* _AIM_: Count how many lines in the items below contain the word "Locate", and reply with that number alone.
• • • • •
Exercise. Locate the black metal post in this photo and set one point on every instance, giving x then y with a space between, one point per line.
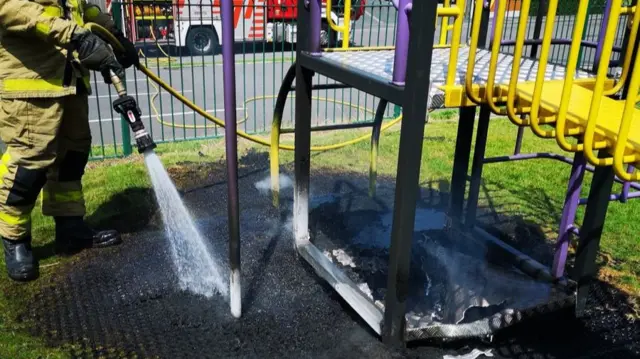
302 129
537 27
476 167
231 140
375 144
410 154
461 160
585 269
• • • • •
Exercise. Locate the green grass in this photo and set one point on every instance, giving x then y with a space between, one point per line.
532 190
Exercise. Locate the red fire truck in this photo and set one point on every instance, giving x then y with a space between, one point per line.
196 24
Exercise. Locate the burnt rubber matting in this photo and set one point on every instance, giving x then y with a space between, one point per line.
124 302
• • • • •
* _EXPECTED OUTPUT_: 4